(Saved entries)

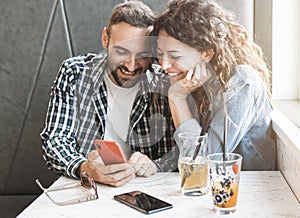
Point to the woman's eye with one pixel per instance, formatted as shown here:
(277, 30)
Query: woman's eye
(159, 55)
(175, 57)
(121, 52)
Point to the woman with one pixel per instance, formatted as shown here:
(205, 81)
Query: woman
(216, 70)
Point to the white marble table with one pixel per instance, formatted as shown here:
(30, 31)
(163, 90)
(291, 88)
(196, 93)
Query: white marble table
(261, 194)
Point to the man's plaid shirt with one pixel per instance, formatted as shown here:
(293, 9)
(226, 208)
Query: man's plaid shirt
(77, 114)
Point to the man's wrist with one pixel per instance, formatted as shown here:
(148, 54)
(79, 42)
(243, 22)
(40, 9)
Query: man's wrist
(80, 169)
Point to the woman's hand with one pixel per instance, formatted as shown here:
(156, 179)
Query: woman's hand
(179, 91)
(193, 80)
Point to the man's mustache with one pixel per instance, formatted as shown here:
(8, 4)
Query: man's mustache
(128, 72)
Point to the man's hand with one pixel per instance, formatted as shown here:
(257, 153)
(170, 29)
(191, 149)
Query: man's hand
(114, 174)
(142, 165)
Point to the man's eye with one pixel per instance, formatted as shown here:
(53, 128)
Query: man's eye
(159, 55)
(144, 55)
(175, 57)
(121, 52)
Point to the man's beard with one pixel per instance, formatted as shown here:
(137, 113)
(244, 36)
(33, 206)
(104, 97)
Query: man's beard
(124, 82)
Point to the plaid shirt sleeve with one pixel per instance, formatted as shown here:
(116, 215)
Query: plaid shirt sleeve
(58, 136)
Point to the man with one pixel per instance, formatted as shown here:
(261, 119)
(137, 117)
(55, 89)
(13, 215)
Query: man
(112, 96)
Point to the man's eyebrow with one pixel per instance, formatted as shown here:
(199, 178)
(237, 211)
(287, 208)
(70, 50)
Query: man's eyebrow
(120, 47)
(169, 51)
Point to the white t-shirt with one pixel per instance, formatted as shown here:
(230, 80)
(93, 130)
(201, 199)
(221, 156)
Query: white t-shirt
(120, 101)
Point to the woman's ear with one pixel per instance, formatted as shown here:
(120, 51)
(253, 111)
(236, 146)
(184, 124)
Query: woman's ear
(104, 38)
(208, 55)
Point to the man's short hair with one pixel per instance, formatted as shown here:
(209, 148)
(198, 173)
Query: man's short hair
(134, 13)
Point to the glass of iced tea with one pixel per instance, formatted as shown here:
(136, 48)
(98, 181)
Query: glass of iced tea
(193, 166)
(224, 181)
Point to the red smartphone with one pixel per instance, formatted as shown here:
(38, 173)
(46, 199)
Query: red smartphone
(110, 152)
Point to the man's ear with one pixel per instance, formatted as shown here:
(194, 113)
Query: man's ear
(208, 55)
(104, 38)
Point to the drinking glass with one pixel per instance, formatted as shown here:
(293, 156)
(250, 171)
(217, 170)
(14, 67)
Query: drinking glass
(193, 166)
(224, 181)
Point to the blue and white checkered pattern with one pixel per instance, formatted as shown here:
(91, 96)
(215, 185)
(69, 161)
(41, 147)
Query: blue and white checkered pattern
(77, 114)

▶ _EXERCISE DETAILS_
Retype each line above precisely, please. Skip anything that is a picture.

▶ _TASK ANSWER_
Point to the woman's eye with one pixel per instance, formatted as shown here:
(277, 30)
Query: woman's eye
(159, 55)
(175, 57)
(121, 52)
Point to the woman with one pixel per instance, formatted as shown here:
(205, 81)
Query: woman
(216, 70)
Point to the white marble table with one pixel per instance, formatted as shown here:
(30, 31)
(163, 90)
(291, 88)
(196, 93)
Query: white marble table
(261, 194)
Point to the man's plaid shirt with one pixel per instance, formatted as shown here:
(293, 9)
(226, 208)
Query: man's plaid shirt
(77, 114)
Point to the man's wrist with one pixel per instance, formatted as shown here:
(148, 54)
(79, 42)
(243, 22)
(40, 9)
Query: man's wrist
(80, 169)
Point to the woman's hand with one pixel per instance, formatted as shown here:
(156, 179)
Query: woman's hand
(179, 91)
(193, 80)
Point to the man's mustache with one pixel per instance, formatted as shown here:
(8, 4)
Query: man's mustache
(128, 72)
Point to the man's hand with one pixel per instance, formatted as shown here:
(257, 153)
(170, 29)
(191, 149)
Query: man's hand
(114, 174)
(142, 165)
Point to the man's eye with one pixel per instance, formatted as shown here:
(53, 128)
Query: man's eye
(159, 55)
(144, 55)
(175, 57)
(121, 52)
Point to the man's beard with one pixel per instance, formatted as shown here:
(137, 113)
(244, 36)
(33, 206)
(104, 97)
Query: man's beard
(124, 82)
Point to the plaid shirt sleeve with one pixel per instance, formatted as shown here:
(116, 215)
Query: plaid shirt sleeve
(58, 136)
Point to the man with one pixel per instance, formatted as shown here:
(261, 119)
(137, 117)
(55, 89)
(13, 215)
Query: man
(112, 96)
Point to the man's eyebrow with one pixel per instance, formatted as shown here:
(199, 178)
(237, 211)
(287, 208)
(70, 50)
Query: man's eyebrow
(120, 47)
(169, 51)
Point to the white t-shirt with one pixel per instance, formatted as shown here:
(230, 80)
(93, 130)
(201, 199)
(221, 156)
Query: white t-shirt
(120, 101)
Point to the woman's ear with one pixel per instance, formatted as shown here:
(120, 51)
(253, 111)
(236, 146)
(184, 124)
Query: woman's ear
(104, 38)
(208, 55)
Point to the man's short hair with one pixel per instance, formatted as shown here:
(209, 148)
(198, 173)
Query: man's short hair
(134, 13)
Point to the glass of iced tea with one pixel per instance, formatted as shown here:
(136, 48)
(98, 181)
Query: glass of iced tea
(193, 166)
(224, 181)
Point to the red smartphone with one pixel per instance, formatted as shown here:
(38, 173)
(46, 199)
Query: red smartphone
(110, 152)
Point to the man's ear with one pixel per instance, formatted as shown here:
(194, 113)
Query: man's ear
(208, 55)
(104, 38)
Point to the drinking glass with one pixel per instance, formatted as shown here:
(293, 156)
(250, 171)
(217, 170)
(14, 67)
Query: drinking glass
(193, 166)
(224, 181)
Point to the blue and white checkered pattern with one pixel per instance, formatted as shown here:
(91, 96)
(215, 185)
(69, 161)
(41, 147)
Query: blue and white checkered pattern
(77, 114)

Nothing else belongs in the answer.